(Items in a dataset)
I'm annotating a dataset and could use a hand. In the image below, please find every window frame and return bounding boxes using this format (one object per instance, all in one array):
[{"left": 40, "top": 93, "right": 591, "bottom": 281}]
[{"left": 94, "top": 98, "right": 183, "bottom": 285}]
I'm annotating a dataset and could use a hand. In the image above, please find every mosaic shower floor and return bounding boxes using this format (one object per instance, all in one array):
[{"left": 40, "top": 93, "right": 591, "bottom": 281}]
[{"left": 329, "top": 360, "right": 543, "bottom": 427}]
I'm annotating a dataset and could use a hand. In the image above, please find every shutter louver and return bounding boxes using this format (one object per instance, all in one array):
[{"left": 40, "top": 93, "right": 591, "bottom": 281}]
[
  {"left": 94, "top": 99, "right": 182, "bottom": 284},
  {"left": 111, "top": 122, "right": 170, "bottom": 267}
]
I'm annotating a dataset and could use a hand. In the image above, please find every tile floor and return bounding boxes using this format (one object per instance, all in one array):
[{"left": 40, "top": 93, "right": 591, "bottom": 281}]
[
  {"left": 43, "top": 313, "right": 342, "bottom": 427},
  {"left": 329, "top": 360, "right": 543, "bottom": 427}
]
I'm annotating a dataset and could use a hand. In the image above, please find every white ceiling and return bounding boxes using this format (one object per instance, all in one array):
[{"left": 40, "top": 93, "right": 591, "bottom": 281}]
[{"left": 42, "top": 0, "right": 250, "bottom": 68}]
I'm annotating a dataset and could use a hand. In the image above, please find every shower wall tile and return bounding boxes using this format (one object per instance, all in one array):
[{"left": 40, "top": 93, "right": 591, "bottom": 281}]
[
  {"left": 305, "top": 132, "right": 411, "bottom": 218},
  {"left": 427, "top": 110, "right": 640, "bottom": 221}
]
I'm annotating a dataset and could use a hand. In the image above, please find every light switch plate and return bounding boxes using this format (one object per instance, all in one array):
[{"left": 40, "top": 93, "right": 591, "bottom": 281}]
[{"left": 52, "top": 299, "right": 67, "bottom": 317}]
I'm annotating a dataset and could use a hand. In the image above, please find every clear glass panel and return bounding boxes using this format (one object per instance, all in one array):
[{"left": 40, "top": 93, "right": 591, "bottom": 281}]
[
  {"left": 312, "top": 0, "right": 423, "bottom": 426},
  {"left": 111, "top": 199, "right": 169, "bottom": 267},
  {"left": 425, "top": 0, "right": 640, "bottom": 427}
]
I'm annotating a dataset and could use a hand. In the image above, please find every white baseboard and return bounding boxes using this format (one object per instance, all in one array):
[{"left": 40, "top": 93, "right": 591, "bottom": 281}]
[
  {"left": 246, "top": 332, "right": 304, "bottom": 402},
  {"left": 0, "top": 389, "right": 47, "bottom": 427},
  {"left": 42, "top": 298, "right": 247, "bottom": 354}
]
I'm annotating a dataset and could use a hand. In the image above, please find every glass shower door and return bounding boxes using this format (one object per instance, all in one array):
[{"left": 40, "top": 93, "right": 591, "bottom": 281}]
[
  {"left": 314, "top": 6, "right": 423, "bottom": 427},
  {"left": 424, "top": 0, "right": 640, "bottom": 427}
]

What you need to do: Update the rows above by changing each "bounding boxes" to "box coordinates" and keeping everything else as it is.

Final result:
I'm annotating a dataset and could use a hand. In the image below, please find every window frame and return box coordinates using this format (one object per instance, all in one array):
[{"left": 40, "top": 93, "right": 591, "bottom": 281}]
[{"left": 94, "top": 98, "right": 183, "bottom": 285}]
I'm annotating a dataset and could use a hand. In the image above, please find every mosaic shower floor and return box coordinates using this format (one object per instance, all in one array):
[{"left": 40, "top": 93, "right": 591, "bottom": 281}]
[{"left": 329, "top": 360, "right": 543, "bottom": 427}]
I'm annotating a dataset and could use a hand. In the image above, please find every shutter louver and return box coordinates using this format (one object per instance, all in one array):
[{"left": 40, "top": 93, "right": 591, "bottom": 281}]
[
  {"left": 94, "top": 99, "right": 182, "bottom": 284},
  {"left": 111, "top": 122, "right": 170, "bottom": 267}
]
I'm annotating a dataset and could use a hand. In the image above, please find every tile floor and return box coordinates using this format (one object per instance, all in one array):
[{"left": 40, "top": 93, "right": 591, "bottom": 281}]
[
  {"left": 43, "top": 313, "right": 342, "bottom": 427},
  {"left": 329, "top": 360, "right": 543, "bottom": 427}
]
I'm annotating a dataset and could use a hand. In the image above, please find every white ceiling and return box coordinates using this format (one object per instance, all in one array):
[{"left": 40, "top": 93, "right": 591, "bottom": 281}]
[{"left": 42, "top": 0, "right": 250, "bottom": 68}]
I'm annotating a dataset and could use a hand. In the image above, please find every shower wall tile and return box coordinates using this format (one object per instance, all in one array):
[{"left": 40, "top": 93, "right": 591, "bottom": 281}]
[
  {"left": 305, "top": 132, "right": 411, "bottom": 218},
  {"left": 427, "top": 110, "right": 640, "bottom": 221}
]
I'm annotating a dataset and could use a hand. In the image above, please find every light switch plate and return box coordinates using this format (one object per instance, all in one array):
[{"left": 40, "top": 93, "right": 591, "bottom": 281}]
[{"left": 52, "top": 299, "right": 67, "bottom": 317}]
I'm annotating a dataset and could use a hand. In the image above, please find every clear glass panel and return box coordinates using this format (one object per instance, all in one array):
[{"left": 40, "top": 93, "right": 591, "bottom": 281}]
[
  {"left": 312, "top": 0, "right": 423, "bottom": 426},
  {"left": 111, "top": 199, "right": 169, "bottom": 267},
  {"left": 425, "top": 0, "right": 640, "bottom": 427}
]
I'm annotating a dataset and could use a hand. In the image above, please find every white baseboard and return box coordinates using this format (one object per instance, all in one array):
[{"left": 40, "top": 93, "right": 591, "bottom": 281}]
[
  {"left": 246, "top": 332, "right": 304, "bottom": 402},
  {"left": 0, "top": 389, "right": 47, "bottom": 427},
  {"left": 42, "top": 298, "right": 247, "bottom": 354}
]
I'm annotating a dataset and could use a hand. In the image above, please find every glass shower door and return box coordinates using this format (one object per instance, all in one array):
[{"left": 40, "top": 93, "right": 591, "bottom": 281}]
[
  {"left": 314, "top": 6, "right": 423, "bottom": 427},
  {"left": 424, "top": 0, "right": 640, "bottom": 427}
]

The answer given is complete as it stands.